Online retail stocks fall about 6%, in line with the broader market decline. Overstock.com takes a big hit, losing 25% of its value.

Wall Street loves Amazon.com Inc., but not enough to ignore the broad sell-off that hit U.S. stock markets on Friday.

Amazon, along with several other online retail-related stocks, sold off during the stock market downturn that began Friday, with Overstock.com Inc. taking the biggest hit, losing nearly 25% of its value.

However, several investment advisers with expertise in e-commerce say the steady growth in online shopping likely will prevent any long-term decline in the value of e-retail companies.

=======

- **PROBLEMS**
[1] In the article on online retail stocks, why do the investment advisers expect e-retail companies to avoid a long-term drop in value?
[2] From the article on online retail stocks, quote the passage from "Wall Street loves" up to and including "of e-retail companies.".

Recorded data

=======

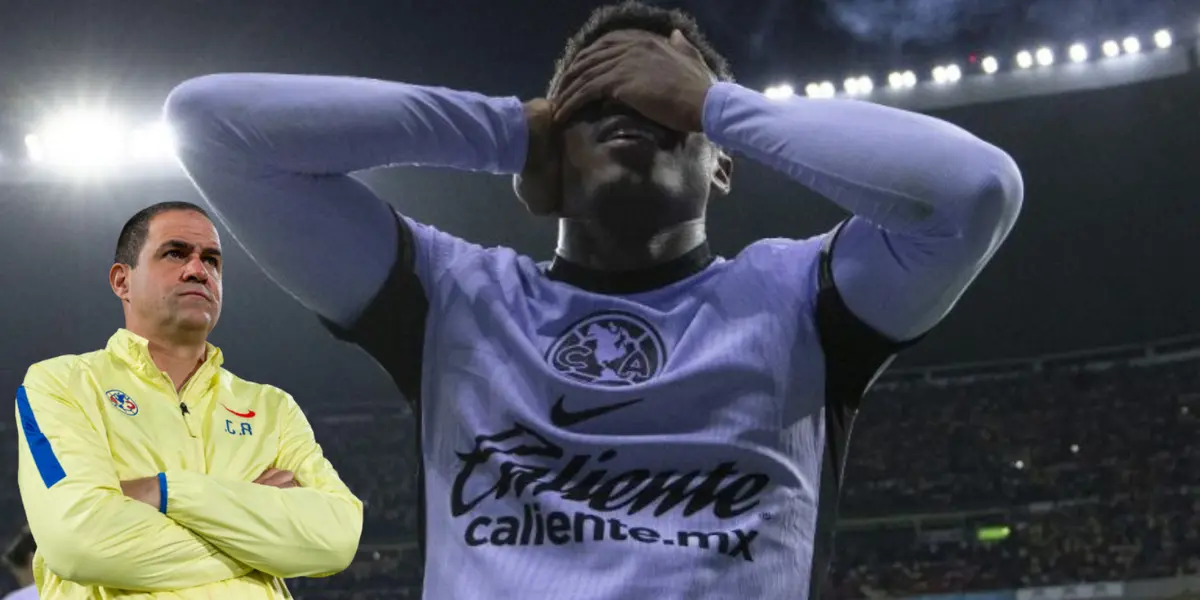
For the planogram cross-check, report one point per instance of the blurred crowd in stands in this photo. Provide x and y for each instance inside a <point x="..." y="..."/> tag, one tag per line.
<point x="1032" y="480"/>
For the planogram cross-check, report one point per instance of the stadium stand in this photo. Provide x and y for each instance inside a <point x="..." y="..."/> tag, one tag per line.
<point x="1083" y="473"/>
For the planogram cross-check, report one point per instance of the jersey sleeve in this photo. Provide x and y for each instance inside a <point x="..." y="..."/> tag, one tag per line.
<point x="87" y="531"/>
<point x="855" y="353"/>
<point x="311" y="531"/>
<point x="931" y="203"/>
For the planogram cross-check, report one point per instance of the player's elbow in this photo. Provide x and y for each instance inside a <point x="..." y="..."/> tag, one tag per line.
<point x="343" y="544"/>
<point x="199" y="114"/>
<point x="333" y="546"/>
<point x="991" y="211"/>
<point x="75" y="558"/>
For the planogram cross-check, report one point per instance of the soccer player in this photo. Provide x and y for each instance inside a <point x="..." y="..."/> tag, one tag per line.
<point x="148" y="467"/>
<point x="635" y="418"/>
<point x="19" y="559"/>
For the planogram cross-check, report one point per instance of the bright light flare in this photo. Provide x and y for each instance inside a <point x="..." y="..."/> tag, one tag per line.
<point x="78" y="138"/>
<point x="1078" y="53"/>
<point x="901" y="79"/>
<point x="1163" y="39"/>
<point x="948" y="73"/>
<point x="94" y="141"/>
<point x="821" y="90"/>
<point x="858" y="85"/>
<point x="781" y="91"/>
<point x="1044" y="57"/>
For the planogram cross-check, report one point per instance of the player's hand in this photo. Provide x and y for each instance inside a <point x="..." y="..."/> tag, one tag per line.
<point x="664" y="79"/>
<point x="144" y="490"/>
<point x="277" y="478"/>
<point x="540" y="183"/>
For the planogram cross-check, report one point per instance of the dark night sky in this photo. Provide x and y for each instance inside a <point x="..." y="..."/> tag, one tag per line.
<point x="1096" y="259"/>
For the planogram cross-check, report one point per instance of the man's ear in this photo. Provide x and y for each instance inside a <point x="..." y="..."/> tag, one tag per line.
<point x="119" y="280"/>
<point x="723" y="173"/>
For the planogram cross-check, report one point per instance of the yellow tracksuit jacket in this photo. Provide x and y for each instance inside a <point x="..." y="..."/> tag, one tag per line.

=======

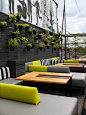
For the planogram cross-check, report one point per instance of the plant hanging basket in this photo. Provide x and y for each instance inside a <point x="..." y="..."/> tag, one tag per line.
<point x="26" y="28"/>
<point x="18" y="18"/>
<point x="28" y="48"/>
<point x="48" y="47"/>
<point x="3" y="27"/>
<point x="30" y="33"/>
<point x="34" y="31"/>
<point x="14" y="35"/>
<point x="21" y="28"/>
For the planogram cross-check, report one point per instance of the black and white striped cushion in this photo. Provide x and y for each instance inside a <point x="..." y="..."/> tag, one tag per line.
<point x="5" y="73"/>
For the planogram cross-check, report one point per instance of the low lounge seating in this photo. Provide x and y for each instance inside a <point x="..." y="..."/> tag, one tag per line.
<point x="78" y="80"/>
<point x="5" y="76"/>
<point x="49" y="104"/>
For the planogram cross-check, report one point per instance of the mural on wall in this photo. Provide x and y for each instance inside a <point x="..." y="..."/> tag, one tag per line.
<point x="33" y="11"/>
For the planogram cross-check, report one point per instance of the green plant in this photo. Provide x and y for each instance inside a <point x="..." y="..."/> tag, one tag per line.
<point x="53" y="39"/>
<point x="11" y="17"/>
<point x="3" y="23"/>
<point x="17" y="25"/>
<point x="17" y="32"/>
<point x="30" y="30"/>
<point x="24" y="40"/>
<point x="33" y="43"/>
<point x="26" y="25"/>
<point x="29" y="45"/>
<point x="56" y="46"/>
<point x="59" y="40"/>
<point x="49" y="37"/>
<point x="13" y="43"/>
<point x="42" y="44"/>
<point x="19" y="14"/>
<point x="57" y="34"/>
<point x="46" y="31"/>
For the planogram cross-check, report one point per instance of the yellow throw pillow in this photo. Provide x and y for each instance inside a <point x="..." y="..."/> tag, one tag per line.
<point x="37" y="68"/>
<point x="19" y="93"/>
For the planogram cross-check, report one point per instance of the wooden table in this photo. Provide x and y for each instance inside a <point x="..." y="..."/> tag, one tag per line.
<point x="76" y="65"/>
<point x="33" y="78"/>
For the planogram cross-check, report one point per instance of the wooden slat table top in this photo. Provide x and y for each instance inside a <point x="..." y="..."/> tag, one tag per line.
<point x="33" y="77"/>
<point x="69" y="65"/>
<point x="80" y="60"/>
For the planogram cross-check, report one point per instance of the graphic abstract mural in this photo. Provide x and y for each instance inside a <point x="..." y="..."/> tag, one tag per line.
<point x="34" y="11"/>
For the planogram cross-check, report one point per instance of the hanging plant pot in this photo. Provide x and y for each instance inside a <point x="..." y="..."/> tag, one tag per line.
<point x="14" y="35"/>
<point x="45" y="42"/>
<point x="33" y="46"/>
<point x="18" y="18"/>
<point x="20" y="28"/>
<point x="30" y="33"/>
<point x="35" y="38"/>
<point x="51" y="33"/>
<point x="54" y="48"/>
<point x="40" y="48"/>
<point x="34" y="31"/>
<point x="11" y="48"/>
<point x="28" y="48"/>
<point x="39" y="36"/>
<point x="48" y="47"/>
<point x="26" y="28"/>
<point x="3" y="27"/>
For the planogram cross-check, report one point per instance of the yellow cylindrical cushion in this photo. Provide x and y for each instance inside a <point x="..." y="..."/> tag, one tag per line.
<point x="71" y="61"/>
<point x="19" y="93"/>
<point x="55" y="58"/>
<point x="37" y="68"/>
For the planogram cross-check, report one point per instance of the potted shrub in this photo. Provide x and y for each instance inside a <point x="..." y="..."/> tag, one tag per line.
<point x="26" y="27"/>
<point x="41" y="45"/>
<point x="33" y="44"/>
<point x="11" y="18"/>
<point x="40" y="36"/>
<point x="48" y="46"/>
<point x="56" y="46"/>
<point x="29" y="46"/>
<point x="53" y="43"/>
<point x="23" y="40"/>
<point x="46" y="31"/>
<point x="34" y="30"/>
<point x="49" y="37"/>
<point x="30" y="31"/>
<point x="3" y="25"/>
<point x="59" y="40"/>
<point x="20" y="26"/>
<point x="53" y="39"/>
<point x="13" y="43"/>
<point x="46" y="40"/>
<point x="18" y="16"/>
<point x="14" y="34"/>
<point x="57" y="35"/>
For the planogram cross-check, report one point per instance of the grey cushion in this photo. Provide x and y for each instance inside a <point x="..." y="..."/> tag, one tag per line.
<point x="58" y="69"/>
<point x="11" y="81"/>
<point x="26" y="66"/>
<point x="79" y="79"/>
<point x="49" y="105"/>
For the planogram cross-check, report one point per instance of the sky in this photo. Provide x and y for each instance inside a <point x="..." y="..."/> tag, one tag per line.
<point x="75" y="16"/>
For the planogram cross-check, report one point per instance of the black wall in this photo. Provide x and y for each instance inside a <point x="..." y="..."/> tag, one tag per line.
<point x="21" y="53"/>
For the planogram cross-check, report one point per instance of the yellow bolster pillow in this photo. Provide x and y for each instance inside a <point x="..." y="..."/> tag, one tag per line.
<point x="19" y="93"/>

=======

- **FINAL RESULTS**
[1] The advisers, who have expertise in e-commerce, say the steady growth in online shopping will likely prevent any long-term decline in the value of e-retail companies.

[2]
Wall Street loves Amazon.com Inc., but not enough to ignore the broad sell-off that hit U.S. stock markets on Friday.

Amazon, along with several other online retail-related stocks, sold off during the stock market downturn that began Friday, with Overstock.com Inc. taking the biggest hit, losing nearly 25% of its value.

However, several investment advisers with expertise in e-commerce say the steady growth in online shopping likely will prevent any long-term decline in the value of e-retail companies.